» What this task involves: In the excerpt on alternative patterns, which approach is suggested when checkers need to pass data between each other?

» Excerpted passage:
• • •
Alternative Patterns

When NOT to Use This Pattern

1. Complex State Management: When implementations need to maintain complex mutable internal state
2. Lifecycle Management: When implementations need initialization, cleanup, or lifecycle methods beyond the interface
3. Complex Dependency Injection: When implementations require complex dependency graphs or circular dependencies
4. Performance Critical: When function call overhead is a concern (though usually negligible)

Alternative Approaches

For more complex scenarios, consider:

• Service Pattern: Traditional struct-based services with multiple methods
• Strategy Pattern: When you need runtime strategy selection
• Chain of Responsibility: When checkers need to pass data between each other
• Command Pattern: When operations are more complex than simple functions

Testing

The functional pattern is highly testable:

// Testing single-method interfaces
func TestProcessor(t *testing.T) {
    processor := NewDataProcessor(config)
    err := processor.Process(ctx, input)
    // Assert results
}

// Easy mocking for single-method interfaces
func TestWithMockProcessor(t *testing.T) {
    mockProcessor := ProcessorFunc(func(ctx context.Context, input Input) error {
        return nil // or return specific test behavior
    })

    processors := ProcessorList{mockProcessor}
    err := processors.Process(ctx, input)
    // Assert results
}

// Testing multi-method interfaces
func TestValidator(t *testing.T) {
    validator := NewDataValidator(rules)
    err := validator.Validate(data)
    output := validator.Transform(input)
    ready := validator.IsReady()
• • •
» Information:
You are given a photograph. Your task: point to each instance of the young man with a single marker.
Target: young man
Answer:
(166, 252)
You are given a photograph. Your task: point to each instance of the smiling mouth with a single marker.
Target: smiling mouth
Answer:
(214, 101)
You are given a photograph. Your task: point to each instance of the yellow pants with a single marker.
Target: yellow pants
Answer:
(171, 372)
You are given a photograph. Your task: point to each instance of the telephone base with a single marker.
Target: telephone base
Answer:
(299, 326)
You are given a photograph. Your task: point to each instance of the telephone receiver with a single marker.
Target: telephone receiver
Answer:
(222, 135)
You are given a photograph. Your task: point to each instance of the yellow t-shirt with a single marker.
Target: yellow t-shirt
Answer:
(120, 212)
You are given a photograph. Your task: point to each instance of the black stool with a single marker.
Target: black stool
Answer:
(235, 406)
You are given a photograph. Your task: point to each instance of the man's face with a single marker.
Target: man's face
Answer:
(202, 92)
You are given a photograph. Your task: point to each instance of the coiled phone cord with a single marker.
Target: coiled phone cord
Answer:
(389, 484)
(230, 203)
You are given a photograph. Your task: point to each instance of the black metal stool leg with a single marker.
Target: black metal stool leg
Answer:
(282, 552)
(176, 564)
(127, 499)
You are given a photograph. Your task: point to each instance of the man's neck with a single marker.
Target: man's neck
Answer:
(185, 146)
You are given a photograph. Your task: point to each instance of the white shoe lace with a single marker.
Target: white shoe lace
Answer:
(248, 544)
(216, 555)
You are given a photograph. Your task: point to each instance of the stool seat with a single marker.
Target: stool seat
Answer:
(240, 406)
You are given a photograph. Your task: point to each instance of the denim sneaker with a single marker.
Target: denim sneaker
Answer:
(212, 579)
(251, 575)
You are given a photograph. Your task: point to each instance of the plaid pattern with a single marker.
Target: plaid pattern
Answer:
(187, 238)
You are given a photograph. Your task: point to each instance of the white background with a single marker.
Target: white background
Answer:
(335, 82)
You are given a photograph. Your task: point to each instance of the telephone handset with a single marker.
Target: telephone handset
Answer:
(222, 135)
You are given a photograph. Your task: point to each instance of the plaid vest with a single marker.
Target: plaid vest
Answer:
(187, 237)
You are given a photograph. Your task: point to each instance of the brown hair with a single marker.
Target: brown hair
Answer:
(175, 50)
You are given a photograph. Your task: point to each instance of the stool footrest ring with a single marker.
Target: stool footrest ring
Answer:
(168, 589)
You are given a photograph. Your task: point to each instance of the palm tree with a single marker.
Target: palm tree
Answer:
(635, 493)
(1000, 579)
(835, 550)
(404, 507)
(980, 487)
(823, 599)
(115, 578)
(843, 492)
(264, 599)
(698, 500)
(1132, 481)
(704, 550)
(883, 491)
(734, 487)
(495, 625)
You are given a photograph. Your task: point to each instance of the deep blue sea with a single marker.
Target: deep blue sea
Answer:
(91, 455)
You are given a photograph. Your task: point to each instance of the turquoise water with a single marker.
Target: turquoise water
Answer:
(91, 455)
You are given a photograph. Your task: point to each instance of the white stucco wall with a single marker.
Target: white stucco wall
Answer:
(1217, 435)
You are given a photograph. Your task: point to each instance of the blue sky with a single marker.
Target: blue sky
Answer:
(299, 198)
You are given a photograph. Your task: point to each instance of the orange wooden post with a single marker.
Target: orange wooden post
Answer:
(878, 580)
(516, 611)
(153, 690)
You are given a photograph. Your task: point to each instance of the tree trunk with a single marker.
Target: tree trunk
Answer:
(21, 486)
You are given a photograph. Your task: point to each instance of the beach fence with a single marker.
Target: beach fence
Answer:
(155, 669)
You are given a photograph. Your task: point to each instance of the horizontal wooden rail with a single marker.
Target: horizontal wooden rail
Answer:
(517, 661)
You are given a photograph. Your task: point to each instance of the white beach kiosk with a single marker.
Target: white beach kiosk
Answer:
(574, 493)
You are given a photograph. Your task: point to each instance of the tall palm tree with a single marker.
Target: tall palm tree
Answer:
• • •
» Result of this exercise: Chain of Responsibility